EXPLORE THE MATERIAL:
A) Name every organization, institution, or service that the article on the interim flu line refers to by a capitalized proper name.
B) Reproduce the portion of the interim flu line article between "He said the interim" and "antiviral from a distribution point.", inclusive.
C) Go on with the article about the interim flu line, picking up after its final sentence.

The Department of Health is drawing up plans for an interim flu line after admitting that its National Flu Line Service will not be ready until October.

Health secretary Alan Johnson told the House of Commons that the alternative system would let patients call a single number and that this would generate the collection of antivirals from a distribution point.

He said the interim arrangements would not rely solely on NHS Direct “because it deals with all the other things that happen such as people ringing about heart attacks.” However, he said the helpline would have a role. NHS Direct is due to take a lead role in the National Flu Line service.

Johnson added: “We will coordinate local arrangements with primary care trusts for assessment and collection, web access and also the potential for phone services. It is critical that any system is robust and as thoroughly tested as possible before it is made operational.”

The health secretary said patients would have one number to ring, with a different system for people with hearing difficulties, and one website to contact.

He added: “An algorithm would then spark off the collection of the antiviral from a distribution point.

“The system is predicated on perhaps 28% to 30% of the population having the virus at the height of a pandemic and on their being able to order their antivirals and to receive them within a maximum of 48 hours and preferably within 24 hours.”

Region pointing data:
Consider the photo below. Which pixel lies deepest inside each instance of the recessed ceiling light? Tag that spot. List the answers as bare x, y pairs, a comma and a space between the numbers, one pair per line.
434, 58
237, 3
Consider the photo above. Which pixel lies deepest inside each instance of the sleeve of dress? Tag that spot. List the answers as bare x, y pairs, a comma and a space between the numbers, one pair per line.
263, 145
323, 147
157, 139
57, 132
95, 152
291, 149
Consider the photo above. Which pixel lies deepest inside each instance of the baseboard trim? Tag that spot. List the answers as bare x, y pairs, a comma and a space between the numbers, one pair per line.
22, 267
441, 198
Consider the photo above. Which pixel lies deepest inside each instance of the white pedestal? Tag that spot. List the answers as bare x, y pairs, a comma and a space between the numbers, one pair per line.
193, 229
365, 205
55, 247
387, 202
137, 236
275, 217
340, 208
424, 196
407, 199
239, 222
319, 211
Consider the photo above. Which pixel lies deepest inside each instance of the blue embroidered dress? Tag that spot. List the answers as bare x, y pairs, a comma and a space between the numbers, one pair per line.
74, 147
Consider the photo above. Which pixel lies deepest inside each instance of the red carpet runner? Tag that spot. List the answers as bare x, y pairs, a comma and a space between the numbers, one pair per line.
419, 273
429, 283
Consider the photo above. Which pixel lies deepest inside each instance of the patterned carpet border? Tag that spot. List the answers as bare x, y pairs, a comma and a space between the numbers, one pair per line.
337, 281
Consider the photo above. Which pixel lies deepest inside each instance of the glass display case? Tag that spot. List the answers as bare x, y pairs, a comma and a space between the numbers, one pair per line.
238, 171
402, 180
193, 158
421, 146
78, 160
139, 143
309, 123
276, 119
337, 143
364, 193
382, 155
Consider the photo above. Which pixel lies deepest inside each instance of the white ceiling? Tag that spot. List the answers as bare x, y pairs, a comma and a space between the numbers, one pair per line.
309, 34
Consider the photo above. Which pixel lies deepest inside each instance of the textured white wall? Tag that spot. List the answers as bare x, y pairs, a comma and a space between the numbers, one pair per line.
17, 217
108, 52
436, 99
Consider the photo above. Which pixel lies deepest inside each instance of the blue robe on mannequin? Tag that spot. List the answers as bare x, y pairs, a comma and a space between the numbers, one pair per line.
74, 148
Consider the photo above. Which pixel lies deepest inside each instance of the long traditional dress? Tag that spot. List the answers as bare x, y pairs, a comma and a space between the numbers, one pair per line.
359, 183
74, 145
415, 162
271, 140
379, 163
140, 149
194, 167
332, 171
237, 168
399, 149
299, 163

RESULTS FOR EACH TASK:
A)
Department of Health
National Flu Line Service
House of Commons
NHS Direct

B)
He said the interim arrangements would not rely solely on NHS Direct “because it deals with all the other things that happen such as people ringing about heart attacks.” However, he said the helpline would have a role. NHS Direct is due to take a lead role in the National Flu Line service.

Johnson added: “We will coordinate local arrangements with primary care trusts for assessment and collection, web access and also the potential for phone services. It is critical that any system is robust and as thoroughly tested as possible before it is made operational.”

The health secretary said patients would have one number to ring, with a different system for people with hearing difficulties, and one website to contact.

He added: “An algorithm would then spark off the collection of the antiviral from a distribution point.

C)
Johnson said the DH believed the interim arrangements were “close to replicating what we would have had with the flu line – without some of the more sophisticated elements it is true, but still with the same coverage and in the same time scale.”

There are now 55 confirmed cases of swine flu in the UK and some 4,694 across 30 countries worldwide, according to the World Health Organisation, which has set its current pandemic alert level at phase five.

The DH was urged to take action to ensure it was able to deal with high numbers of calls about swine flu after it emerged two weeks ago that the National Flu Service was running behind schedule.

The National Flu Line was supposed to be activated at WHO pandemic alert phase four or five, initially providing advice to patients with the service expanded at alert phase six to provide rapid assessment and access to antiviral treatment for symptomatic patients.

Johnson told MPs that more details on the interim arrangements would be given during a debate on swine flu scheduled for this Thursday. In the meantime, he said communications minister Lord Carter was responsible for bringing together the current interim arrangements.

Shadow health minister Stephen O’Brien claimed the contract for the National Flu Line had been held up last year by the Office of Government Commerce and the Treasury.

He asked Johnson to explain why the government had told the Select Committee in the House of Lords in March that it would be available in May when it would not be available until the autumn.

Johnson said the government was well prepared and added: “In the case of flu line the problem has been that this is a completely untested, revolutionary system and we have had our problems in the past with revolutionary IT systems that have not been tested and proved sufficiently.

Johnson said the contract to supply the National Flu Line had been signed with BT in December 2008 and that the service would be ready in October, having been fully tested.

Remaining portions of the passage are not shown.